TASK TO CARRY OUT: Return every entry below word for word and leave out any picture.

Image-grounded pointing data:
Content starts
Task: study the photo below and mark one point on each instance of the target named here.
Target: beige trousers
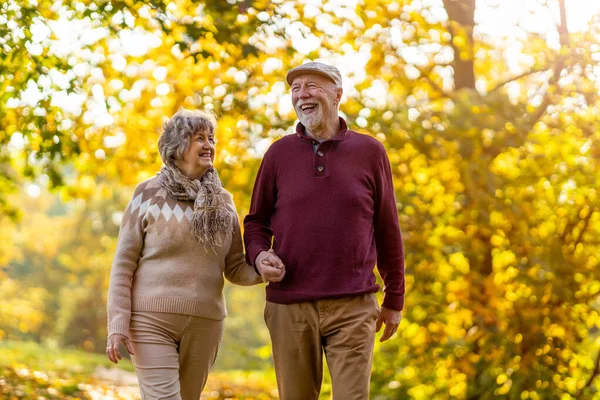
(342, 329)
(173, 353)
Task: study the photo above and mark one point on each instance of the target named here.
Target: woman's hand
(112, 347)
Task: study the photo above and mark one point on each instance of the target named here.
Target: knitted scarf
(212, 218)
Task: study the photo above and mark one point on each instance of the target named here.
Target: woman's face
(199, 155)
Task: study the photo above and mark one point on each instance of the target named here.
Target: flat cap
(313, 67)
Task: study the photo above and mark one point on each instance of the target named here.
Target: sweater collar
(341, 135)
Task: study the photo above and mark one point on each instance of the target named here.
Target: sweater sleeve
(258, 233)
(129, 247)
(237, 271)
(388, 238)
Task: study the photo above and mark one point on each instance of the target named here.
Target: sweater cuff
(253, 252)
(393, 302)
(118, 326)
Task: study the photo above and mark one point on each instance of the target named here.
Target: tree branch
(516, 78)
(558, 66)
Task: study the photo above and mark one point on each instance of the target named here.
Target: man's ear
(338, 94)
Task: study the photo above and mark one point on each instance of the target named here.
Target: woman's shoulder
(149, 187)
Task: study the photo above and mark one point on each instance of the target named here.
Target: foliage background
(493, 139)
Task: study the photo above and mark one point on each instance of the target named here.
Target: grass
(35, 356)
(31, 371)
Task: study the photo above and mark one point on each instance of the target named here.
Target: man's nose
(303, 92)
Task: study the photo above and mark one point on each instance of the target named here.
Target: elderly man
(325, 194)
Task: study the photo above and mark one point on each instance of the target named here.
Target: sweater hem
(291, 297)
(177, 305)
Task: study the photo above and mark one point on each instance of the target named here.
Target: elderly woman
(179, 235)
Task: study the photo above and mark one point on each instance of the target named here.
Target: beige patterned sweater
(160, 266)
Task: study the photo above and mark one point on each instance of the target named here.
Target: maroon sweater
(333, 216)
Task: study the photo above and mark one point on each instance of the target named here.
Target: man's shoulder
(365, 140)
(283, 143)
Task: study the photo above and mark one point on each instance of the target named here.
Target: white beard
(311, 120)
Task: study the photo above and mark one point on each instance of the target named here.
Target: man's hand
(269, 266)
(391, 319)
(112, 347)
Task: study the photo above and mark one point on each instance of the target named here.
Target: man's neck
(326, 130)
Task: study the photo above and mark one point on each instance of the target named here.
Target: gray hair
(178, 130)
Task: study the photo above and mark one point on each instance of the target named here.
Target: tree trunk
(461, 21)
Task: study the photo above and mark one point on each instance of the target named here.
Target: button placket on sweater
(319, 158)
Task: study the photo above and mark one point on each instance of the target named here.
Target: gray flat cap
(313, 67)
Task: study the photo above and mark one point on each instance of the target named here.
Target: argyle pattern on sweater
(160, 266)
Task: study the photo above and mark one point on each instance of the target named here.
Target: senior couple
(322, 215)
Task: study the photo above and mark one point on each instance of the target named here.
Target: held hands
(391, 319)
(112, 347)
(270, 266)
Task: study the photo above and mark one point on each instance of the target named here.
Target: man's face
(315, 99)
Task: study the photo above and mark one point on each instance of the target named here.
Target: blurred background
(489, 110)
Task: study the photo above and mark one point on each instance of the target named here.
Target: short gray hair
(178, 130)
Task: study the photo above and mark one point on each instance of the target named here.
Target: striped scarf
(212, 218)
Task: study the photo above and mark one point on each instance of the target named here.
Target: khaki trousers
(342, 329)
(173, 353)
Content ends
RESPONSE BELOW:
Task: study the photo below and mark one point on each instance of the target named here.
Target: beige trousers
(342, 329)
(173, 353)
Task: study the photo above and mark one point on each instance of the target named here.
Target: woman's hand
(112, 347)
Task: study the photo above and mark one point on each instance of the target named here.
Target: knitted scarf
(212, 218)
Task: study the photo above and mark one point on each instance of the target named here.
Target: woman's face
(199, 155)
Task: study the photo above and mark one point on each instance of the target named here.
Target: flat cap
(313, 67)
Task: study the photo above and mark one point on each instance of the target named here.
Target: sweater collar
(341, 135)
Task: study the photo above and mark one point on each instance of the target named here.
Target: sweater sleeve
(258, 233)
(129, 247)
(237, 271)
(388, 238)
Task: study the photo above and mark one point on each instance of the target named here.
Target: sweater cuff
(253, 252)
(393, 302)
(118, 326)
Task: study the photo above and mark one point on each instance of the target named here.
Target: tree branch
(516, 78)
(558, 66)
Task: study the photo above and mark one point on each instance of the target named here.
Target: man's ear
(338, 94)
Task: study the photo above and mark one point on each instance of the target named here.
Target: woman's shoulder
(149, 187)
Task: study the photo above and mark one point on each instance of the target named here.
Target: foliage background
(493, 139)
Task: study the photo above and mark one point on each instance of the target named here.
Target: grass
(35, 356)
(31, 371)
Task: study the photo above and mark one point on each instance of the target named here.
Target: man's nose
(303, 92)
Task: study the photo above and mark one point on each instance of the target named here.
Target: elderly man
(325, 194)
Task: study the photo above and mark one point on each instance of the target named here.
Target: sweater hem
(291, 297)
(177, 305)
Task: study the photo above and mark one point on each instance of the target named here.
Target: elderly woman
(179, 235)
Task: study the photo above and mark one point on each instance of the target named here.
Target: beige patterned sweater
(160, 266)
Task: study the photo above and mark one point on each instance of the target named here.
Target: maroon sweater
(333, 216)
Task: study the photo above and mark one point on each instance of the target named here.
Target: man's shoulder
(365, 140)
(283, 143)
Task: study the photo above and mark one point on each instance of the target named here.
Target: white beard
(311, 120)
Task: study the photo above and mark one point on each instance of the target named here.
Target: man's hand
(269, 266)
(391, 319)
(112, 347)
Task: study the photo above and mark one point on each instance of the target named here.
Target: man's neck
(326, 130)
Task: study the photo above and mark one point on each instance of the target named here.
Target: gray hair
(178, 130)
Task: study the photo above and mark one point on each instance of the target named here.
Target: tree trunk
(461, 21)
Task: study the photo above and mark one point on each instance of the target named here.
Target: button placket on sweater
(319, 158)
Task: study the photo above and mark one point on each instance of the target named here.
Target: gray flat cap
(313, 67)
Task: study the photo above and mark one point on each instance of the target named here.
Target: argyle pattern on sweater
(160, 266)
Task: study the photo above and mark one point on each instance of the target named here.
Target: senior couple
(322, 215)
Task: study the photo above and mark one point on each instance of the target named here.
Target: held hands
(391, 319)
(112, 347)
(270, 266)
Task: study the photo above and mark one point on each instance of the target named here.
Target: man's face
(315, 99)
Task: study the photo above and mark one point on each instance of the target named here.
Target: blurred background
(489, 110)
Task: study the photo above and mark one point on each instance of the target named here.
Target: short gray hair
(178, 130)
Task: study the photo above and mark one point on each instance of the target named here.
Target: striped scarf
(212, 218)
Task: study the photo above and mark one point on each instance of the target named here.
Target: khaki trousers
(342, 329)
(173, 353)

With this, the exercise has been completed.